1 Shlomo Rechnitz’s first name is also spelled as Schlomo in the

appellate record. We use Shlomo in this opinion. Because Robert and
Shlomo share a last name, we refer to them by their first names. No
disrespect is intended.

                                   2
       Plaintiff filed its original complaint against the SR
defendants, Marlene Springer Savage, Stanley Treitel, and
Robert in February 2021. The complaint asserted one cause of
action for conspiracy to hinder, delay, and defraud creditors. The
court sustained a demurrer filed by the SR defendants but
granted plaintiff leave to file a first amended complaint, following
plaintiff’s representation that it had obtained “records . . .
pertaining to the [HWP Account], as well as evidence from other
sources” that would permit it to sufficiently allege a claim. In
May 2021, plaintiff filed its first amended complaint. The SR
defendants again demurred, arguing that the first amended
complaint, like the original complaint, failed to allege any
fraudulent transfer by Robert, any injury suffered by plaintiff, or
the elements of a civil conspiracy as to the SR defendants.
Plaintiff again contended that, if the demurrer were sustained,
leave to amend should be granted because it had “obtained
various records . . . pertaining to the [HWP account], as well as
evidence from other sources” and thus “ha[d] access to ample
facts sufficient to allege a common law tort arising out of [a]
scheme to hinder, delay, or defraud creditors.” The court
sustained the demurrer to the first amended complaint but again
granted plaintiff leave to amend.
       In September 2021, plaintiff filed the SAC, the operative
complaint on appeal. The SAC alleges that plaintiff is an assignee
to a judgment creditor and has a claim against Robert, as debtor,
based upon a civil judgment entered in August 2016 and
amended in December 2016 in the Los Angeles Superior Court, in
the sum of $787,919.17, with interest accruing at the rate of
$215.81 per day. Robert is the uncle of Shlomo, who is the only

                                 3
officer, director, member, and manager with any actual or real
authority over SR Capital.

DATA EXTRACTS:
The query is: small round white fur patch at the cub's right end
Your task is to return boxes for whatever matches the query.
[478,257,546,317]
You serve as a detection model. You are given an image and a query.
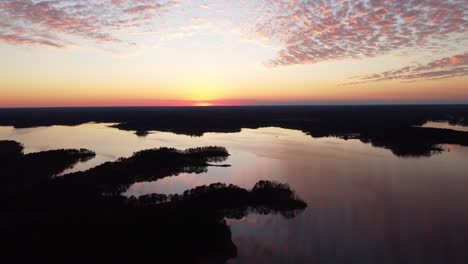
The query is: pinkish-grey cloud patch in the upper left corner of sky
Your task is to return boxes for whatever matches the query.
[0,0,177,47]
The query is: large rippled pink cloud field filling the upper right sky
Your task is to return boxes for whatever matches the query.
[257,0,468,66]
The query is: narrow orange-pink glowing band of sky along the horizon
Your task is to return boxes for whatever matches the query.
[0,88,466,108]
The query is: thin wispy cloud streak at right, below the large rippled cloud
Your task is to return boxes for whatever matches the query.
[343,53,468,85]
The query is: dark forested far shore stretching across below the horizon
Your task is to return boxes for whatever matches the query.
[0,105,468,156]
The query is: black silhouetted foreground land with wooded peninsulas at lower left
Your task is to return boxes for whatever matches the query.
[0,141,307,263]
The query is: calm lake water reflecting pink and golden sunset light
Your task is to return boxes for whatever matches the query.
[0,124,468,263]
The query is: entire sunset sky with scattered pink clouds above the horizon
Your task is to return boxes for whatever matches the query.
[0,0,468,107]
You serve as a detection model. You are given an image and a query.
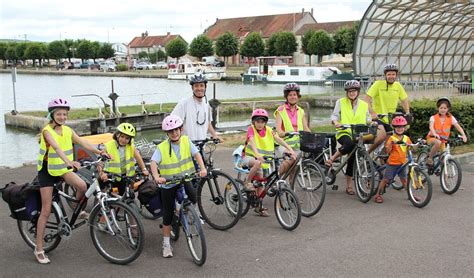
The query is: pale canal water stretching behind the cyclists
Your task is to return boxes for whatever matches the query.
[0,73,331,167]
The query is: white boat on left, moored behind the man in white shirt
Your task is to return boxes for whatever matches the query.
[168,62,225,80]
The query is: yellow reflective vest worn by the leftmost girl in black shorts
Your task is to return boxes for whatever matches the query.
[37,124,74,177]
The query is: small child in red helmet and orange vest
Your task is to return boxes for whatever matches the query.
[374,116,411,203]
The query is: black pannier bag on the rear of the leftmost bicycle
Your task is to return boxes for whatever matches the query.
[2,182,41,221]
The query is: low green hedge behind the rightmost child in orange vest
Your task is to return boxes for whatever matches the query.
[408,99,474,140]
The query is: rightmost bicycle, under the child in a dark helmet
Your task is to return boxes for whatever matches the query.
[416,135,464,195]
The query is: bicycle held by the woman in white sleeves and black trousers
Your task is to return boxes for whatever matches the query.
[326,124,376,203]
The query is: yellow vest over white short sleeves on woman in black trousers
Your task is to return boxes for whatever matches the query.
[336,97,369,139]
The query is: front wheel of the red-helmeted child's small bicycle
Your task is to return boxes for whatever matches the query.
[407,166,433,208]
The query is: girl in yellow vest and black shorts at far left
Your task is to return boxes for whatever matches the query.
[34,98,108,264]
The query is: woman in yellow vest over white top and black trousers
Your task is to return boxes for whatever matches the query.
[325,80,371,195]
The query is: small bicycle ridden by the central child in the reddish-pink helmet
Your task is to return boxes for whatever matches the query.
[234,154,301,231]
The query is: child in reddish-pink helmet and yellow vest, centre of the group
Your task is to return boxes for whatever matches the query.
[242,109,296,216]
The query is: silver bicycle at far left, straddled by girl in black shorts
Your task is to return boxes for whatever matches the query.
[17,157,144,264]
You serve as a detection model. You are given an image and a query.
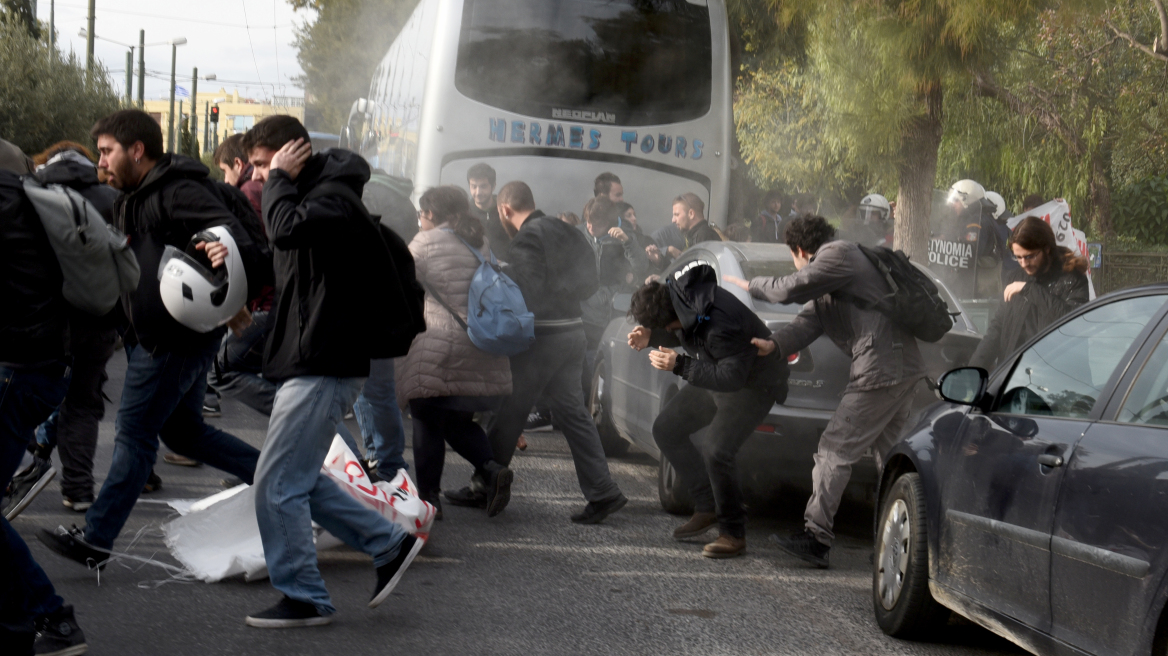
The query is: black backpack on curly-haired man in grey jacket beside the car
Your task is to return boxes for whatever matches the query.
[857,244,953,342]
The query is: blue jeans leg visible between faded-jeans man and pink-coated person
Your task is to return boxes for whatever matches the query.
[353,358,410,469]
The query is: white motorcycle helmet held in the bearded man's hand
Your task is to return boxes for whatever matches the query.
[158,226,248,333]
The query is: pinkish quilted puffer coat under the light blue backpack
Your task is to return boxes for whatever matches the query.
[396,229,512,405]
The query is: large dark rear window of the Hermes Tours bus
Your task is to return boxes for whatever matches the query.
[454,0,712,126]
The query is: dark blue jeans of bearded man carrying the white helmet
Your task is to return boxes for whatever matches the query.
[85,342,259,549]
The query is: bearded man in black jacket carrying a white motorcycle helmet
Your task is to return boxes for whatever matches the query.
[37,110,264,566]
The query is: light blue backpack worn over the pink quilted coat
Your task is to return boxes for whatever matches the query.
[423,230,535,356]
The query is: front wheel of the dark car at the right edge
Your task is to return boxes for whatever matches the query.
[872,473,948,638]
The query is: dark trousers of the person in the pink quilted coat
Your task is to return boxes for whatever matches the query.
[410,398,493,498]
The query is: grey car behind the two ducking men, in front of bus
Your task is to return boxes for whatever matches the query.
[589,242,981,514]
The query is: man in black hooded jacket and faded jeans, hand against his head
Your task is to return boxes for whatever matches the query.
[244,116,423,628]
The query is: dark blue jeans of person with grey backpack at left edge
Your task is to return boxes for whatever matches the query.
[0,363,69,644]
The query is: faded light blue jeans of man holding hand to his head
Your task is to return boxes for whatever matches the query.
[256,376,405,615]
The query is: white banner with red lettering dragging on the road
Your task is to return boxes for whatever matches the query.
[162,435,436,584]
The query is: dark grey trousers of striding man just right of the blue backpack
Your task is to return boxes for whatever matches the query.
[488,328,620,501]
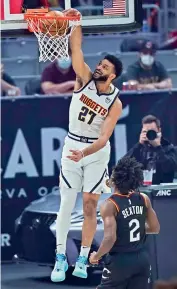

ACTIVITY:
According to the opinion excerpt, what was the sum of the civil judgment against Robert? The rows play no part in what comes next.

RESPONSE TO THIS EXERCISE:
$787,919.17